ACTION ITEM:
Reproduce the records below exactly as they appear, omitting any pictures they contain.

Saved entries:

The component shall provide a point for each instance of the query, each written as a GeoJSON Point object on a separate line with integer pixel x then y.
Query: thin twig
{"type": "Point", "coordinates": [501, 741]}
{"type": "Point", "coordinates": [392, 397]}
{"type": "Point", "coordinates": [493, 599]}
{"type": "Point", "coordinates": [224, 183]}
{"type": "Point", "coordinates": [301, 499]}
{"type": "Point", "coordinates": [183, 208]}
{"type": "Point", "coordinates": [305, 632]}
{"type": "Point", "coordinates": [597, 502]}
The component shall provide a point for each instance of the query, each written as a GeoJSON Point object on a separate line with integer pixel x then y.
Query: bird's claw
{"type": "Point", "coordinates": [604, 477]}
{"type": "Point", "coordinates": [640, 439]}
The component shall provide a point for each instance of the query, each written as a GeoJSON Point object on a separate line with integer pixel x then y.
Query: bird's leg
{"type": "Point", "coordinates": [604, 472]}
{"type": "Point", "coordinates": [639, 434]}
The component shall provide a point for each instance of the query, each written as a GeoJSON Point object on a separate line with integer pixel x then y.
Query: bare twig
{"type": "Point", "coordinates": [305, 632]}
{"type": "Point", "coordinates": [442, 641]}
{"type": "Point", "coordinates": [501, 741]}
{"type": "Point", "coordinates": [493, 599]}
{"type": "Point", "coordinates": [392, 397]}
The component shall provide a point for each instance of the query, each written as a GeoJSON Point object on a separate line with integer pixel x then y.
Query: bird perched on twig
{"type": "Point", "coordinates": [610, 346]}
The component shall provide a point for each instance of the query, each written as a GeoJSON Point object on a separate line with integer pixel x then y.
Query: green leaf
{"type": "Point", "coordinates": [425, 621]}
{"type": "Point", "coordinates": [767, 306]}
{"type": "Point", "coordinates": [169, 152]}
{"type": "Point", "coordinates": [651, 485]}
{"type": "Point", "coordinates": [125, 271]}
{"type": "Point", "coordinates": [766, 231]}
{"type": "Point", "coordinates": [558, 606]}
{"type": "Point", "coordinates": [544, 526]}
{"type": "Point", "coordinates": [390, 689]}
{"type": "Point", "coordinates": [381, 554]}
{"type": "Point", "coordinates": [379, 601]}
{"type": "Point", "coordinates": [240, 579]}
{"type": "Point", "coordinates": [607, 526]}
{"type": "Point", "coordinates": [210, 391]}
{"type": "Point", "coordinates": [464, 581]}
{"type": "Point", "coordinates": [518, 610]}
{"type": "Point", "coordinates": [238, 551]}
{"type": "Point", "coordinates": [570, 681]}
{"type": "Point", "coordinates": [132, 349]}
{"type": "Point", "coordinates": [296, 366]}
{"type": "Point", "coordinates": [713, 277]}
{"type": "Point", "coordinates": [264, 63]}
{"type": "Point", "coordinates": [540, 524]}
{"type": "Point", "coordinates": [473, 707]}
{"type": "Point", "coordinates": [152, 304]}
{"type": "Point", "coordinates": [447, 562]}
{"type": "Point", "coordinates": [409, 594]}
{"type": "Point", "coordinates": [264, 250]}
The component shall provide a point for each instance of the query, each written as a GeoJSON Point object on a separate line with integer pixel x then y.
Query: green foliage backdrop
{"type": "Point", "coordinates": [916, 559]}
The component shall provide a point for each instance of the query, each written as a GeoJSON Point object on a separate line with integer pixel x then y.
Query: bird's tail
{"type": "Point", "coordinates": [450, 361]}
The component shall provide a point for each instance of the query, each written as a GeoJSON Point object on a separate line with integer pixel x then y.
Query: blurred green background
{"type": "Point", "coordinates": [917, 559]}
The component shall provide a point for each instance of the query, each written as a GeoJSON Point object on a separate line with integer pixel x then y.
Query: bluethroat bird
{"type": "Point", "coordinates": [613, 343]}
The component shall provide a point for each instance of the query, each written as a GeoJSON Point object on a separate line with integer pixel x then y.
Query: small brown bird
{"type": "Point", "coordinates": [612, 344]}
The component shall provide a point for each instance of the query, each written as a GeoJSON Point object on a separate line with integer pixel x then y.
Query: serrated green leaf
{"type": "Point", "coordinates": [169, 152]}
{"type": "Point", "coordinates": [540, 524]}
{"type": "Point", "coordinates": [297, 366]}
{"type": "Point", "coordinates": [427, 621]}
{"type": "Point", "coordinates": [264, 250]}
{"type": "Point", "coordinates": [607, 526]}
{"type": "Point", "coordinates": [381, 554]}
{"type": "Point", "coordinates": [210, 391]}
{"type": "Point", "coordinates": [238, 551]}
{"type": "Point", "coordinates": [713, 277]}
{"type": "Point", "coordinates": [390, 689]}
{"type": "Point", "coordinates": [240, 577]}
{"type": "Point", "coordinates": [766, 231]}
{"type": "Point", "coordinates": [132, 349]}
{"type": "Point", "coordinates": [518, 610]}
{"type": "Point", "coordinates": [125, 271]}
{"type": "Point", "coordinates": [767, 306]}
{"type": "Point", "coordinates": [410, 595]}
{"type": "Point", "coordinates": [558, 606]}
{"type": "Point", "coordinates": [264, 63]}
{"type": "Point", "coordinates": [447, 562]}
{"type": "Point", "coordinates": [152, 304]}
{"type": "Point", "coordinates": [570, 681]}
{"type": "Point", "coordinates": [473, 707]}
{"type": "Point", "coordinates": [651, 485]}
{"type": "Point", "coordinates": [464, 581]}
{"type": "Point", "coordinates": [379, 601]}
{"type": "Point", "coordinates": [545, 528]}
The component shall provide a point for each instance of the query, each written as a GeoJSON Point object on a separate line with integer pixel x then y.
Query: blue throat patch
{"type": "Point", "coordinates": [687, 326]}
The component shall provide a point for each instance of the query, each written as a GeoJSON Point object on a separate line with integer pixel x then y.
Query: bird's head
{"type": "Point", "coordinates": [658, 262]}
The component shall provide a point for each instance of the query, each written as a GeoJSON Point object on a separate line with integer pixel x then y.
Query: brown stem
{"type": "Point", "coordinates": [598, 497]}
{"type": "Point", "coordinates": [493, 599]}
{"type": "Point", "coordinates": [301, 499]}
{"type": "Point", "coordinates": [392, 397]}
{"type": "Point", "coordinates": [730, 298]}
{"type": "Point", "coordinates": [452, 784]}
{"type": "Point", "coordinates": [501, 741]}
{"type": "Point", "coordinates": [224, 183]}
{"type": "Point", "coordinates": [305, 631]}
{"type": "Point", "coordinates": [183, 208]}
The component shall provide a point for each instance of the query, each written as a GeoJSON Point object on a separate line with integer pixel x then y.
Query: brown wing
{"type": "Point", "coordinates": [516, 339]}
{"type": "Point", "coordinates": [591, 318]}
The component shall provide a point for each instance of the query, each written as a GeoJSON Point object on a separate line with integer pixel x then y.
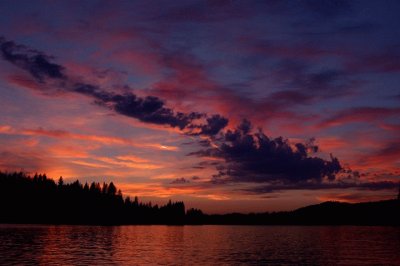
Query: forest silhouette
{"type": "Point", "coordinates": [39, 200]}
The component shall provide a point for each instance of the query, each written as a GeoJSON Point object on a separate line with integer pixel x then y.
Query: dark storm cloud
{"type": "Point", "coordinates": [36, 63]}
{"type": "Point", "coordinates": [258, 158]}
{"type": "Point", "coordinates": [213, 126]}
{"type": "Point", "coordinates": [149, 109]}
{"type": "Point", "coordinates": [372, 186]}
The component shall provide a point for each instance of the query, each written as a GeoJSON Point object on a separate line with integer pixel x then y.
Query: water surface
{"type": "Point", "coordinates": [199, 245]}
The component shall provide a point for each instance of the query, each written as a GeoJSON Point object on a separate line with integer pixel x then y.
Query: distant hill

YOUR RESPONSE:
The component shall provide a point for each instance of the query, each written as a GeoJSON Point object on a separate line with integer pixel x then y.
Query: thin twig
{"type": "Point", "coordinates": [501, 741]}
{"type": "Point", "coordinates": [392, 397]}
{"type": "Point", "coordinates": [493, 599]}
{"type": "Point", "coordinates": [224, 183]}
{"type": "Point", "coordinates": [301, 499]}
{"type": "Point", "coordinates": [183, 208]}
{"type": "Point", "coordinates": [305, 632]}
{"type": "Point", "coordinates": [597, 502]}
The component shall provide a point for each instance of the query, each written as a GeoJSON Point object on a separate line with integer pixel x then y.
Query: bird's claw
{"type": "Point", "coordinates": [604, 477]}
{"type": "Point", "coordinates": [640, 439]}
The component shall provide a point for each instance of the query, each written as a GeoJSON Point object on a separate line with integer pixel x then y.
Query: bird's leg
{"type": "Point", "coordinates": [604, 472]}
{"type": "Point", "coordinates": [639, 434]}
The component shall provide a point for each instance of the query, each written as a GeoJSON Point object on a separate line with integer pixel x then y.
Query: bare twig
{"type": "Point", "coordinates": [305, 632]}
{"type": "Point", "coordinates": [442, 641]}
{"type": "Point", "coordinates": [501, 741]}
{"type": "Point", "coordinates": [493, 599]}
{"type": "Point", "coordinates": [392, 397]}
The component shall provide a point for each instance of the query, each written as a GeoJSON Point object on a separate line with integer pixel x then y.
Query: bird perched on twig
{"type": "Point", "coordinates": [610, 346]}
The component shall provide a point for each instance of the query, each written as a GeoJSON Point object on a separate line with integer pixel x then y.
Query: green leaf
{"type": "Point", "coordinates": [425, 621]}
{"type": "Point", "coordinates": [767, 306]}
{"type": "Point", "coordinates": [169, 152]}
{"type": "Point", "coordinates": [651, 485]}
{"type": "Point", "coordinates": [125, 271]}
{"type": "Point", "coordinates": [766, 231]}
{"type": "Point", "coordinates": [558, 606]}
{"type": "Point", "coordinates": [544, 526]}
{"type": "Point", "coordinates": [390, 689]}
{"type": "Point", "coordinates": [381, 554]}
{"type": "Point", "coordinates": [379, 601]}
{"type": "Point", "coordinates": [240, 579]}
{"type": "Point", "coordinates": [607, 526]}
{"type": "Point", "coordinates": [210, 391]}
{"type": "Point", "coordinates": [464, 581]}
{"type": "Point", "coordinates": [518, 610]}
{"type": "Point", "coordinates": [238, 551]}
{"type": "Point", "coordinates": [570, 681]}
{"type": "Point", "coordinates": [132, 349]}
{"type": "Point", "coordinates": [296, 366]}
{"type": "Point", "coordinates": [713, 277]}
{"type": "Point", "coordinates": [264, 63]}
{"type": "Point", "coordinates": [540, 524]}
{"type": "Point", "coordinates": [473, 707]}
{"type": "Point", "coordinates": [152, 304]}
{"type": "Point", "coordinates": [447, 562]}
{"type": "Point", "coordinates": [409, 594]}
{"type": "Point", "coordinates": [264, 250]}
The component shall provide a point for each instance of the query, each written as a GeoJSON Point object on a separate line with integer pixel x then y.
Query: green foliage backdrop
{"type": "Point", "coordinates": [916, 559]}
The component shall provide a point for each instance of the query, each written as a GeoJSON Point object on a separate line with integer pixel x then y.
Query: bird's tail
{"type": "Point", "coordinates": [450, 361]}
The component shall provide a point for each instance of the query, each written as a GeoJSON Point object on a separate line with integer pixel x then y.
Query: blurred green background
{"type": "Point", "coordinates": [917, 559]}
The component shall provide a point for each instance of the query, each written as a GeoJSON Point object on a separate line with integer pixel x then y.
Query: bluethroat bird
{"type": "Point", "coordinates": [613, 343]}
The component shall provide a point for each instance of the query, each written as a GeoJSON Point object on a separate line with integer pixel x then y.
Query: small brown bird
{"type": "Point", "coordinates": [612, 344]}
The component shall provide a point for each instance of the query, each written as a GeoJSON Point object on a separate line with integer pixel x then y.
Query: serrated green leaf
{"type": "Point", "coordinates": [169, 152]}
{"type": "Point", "coordinates": [540, 524]}
{"type": "Point", "coordinates": [297, 366]}
{"type": "Point", "coordinates": [427, 621]}
{"type": "Point", "coordinates": [264, 250]}
{"type": "Point", "coordinates": [607, 526]}
{"type": "Point", "coordinates": [381, 554]}
{"type": "Point", "coordinates": [210, 391]}
{"type": "Point", "coordinates": [238, 551]}
{"type": "Point", "coordinates": [713, 277]}
{"type": "Point", "coordinates": [390, 689]}
{"type": "Point", "coordinates": [240, 577]}
{"type": "Point", "coordinates": [766, 231]}
{"type": "Point", "coordinates": [132, 349]}
{"type": "Point", "coordinates": [518, 610]}
{"type": "Point", "coordinates": [125, 271]}
{"type": "Point", "coordinates": [767, 306]}
{"type": "Point", "coordinates": [410, 595]}
{"type": "Point", "coordinates": [558, 606]}
{"type": "Point", "coordinates": [264, 63]}
{"type": "Point", "coordinates": [447, 562]}
{"type": "Point", "coordinates": [152, 304]}
{"type": "Point", "coordinates": [570, 681]}
{"type": "Point", "coordinates": [473, 707]}
{"type": "Point", "coordinates": [651, 485]}
{"type": "Point", "coordinates": [464, 581]}
{"type": "Point", "coordinates": [379, 601]}
{"type": "Point", "coordinates": [545, 528]}
The component shall provide a point for each instance of the query, each written as a GeoJSON Point object on a separate line with integer pixel x then y.
Query: blue throat patch
{"type": "Point", "coordinates": [687, 326]}
The component shall provide a point for each instance of the query, each written as a GeoJSON Point object on a separate line with integer pixel x then y.
Query: bird's head
{"type": "Point", "coordinates": [658, 262]}
The component shall provide a point for each instance of the query, each written as a GeoJSON Point object on a separate line with integer pixel x then y.
Query: brown stem
{"type": "Point", "coordinates": [598, 497]}
{"type": "Point", "coordinates": [493, 599]}
{"type": "Point", "coordinates": [301, 499]}
{"type": "Point", "coordinates": [392, 397]}
{"type": "Point", "coordinates": [730, 298]}
{"type": "Point", "coordinates": [452, 784]}
{"type": "Point", "coordinates": [501, 741]}
{"type": "Point", "coordinates": [224, 183]}
{"type": "Point", "coordinates": [305, 631]}
{"type": "Point", "coordinates": [183, 208]}
The component shall provide a point for each instance of the query, each written as a GeoJSON Point object on a separate line with integer pixel x then y.
Query: brown wing
{"type": "Point", "coordinates": [516, 339]}
{"type": "Point", "coordinates": [591, 318]}
The component shall provide a point for each instance of the query, each written as a GeoJSON Point object on a separate line with integer pixel x then y.
Query: forest silhouette
{"type": "Point", "coordinates": [39, 200]}
The component shall provide a point for each instance of the query, each written as a GeoJSON Point object on a separate line with integer pixel x then y.
Query: dark storm cloud
{"type": "Point", "coordinates": [36, 63]}
{"type": "Point", "coordinates": [258, 158]}
{"type": "Point", "coordinates": [213, 126]}
{"type": "Point", "coordinates": [149, 109]}
{"type": "Point", "coordinates": [372, 186]}
The component shall provide a point for each instance of the query, each written as a GeoJSON Point object on a separate line with integer pixel x then y.
Query: water surface
{"type": "Point", "coordinates": [199, 245]}
The component shall provide a point for each instance of the query, each written as a GeoJSON Point object on a separate line with integer pixel x then y.
Query: distant hill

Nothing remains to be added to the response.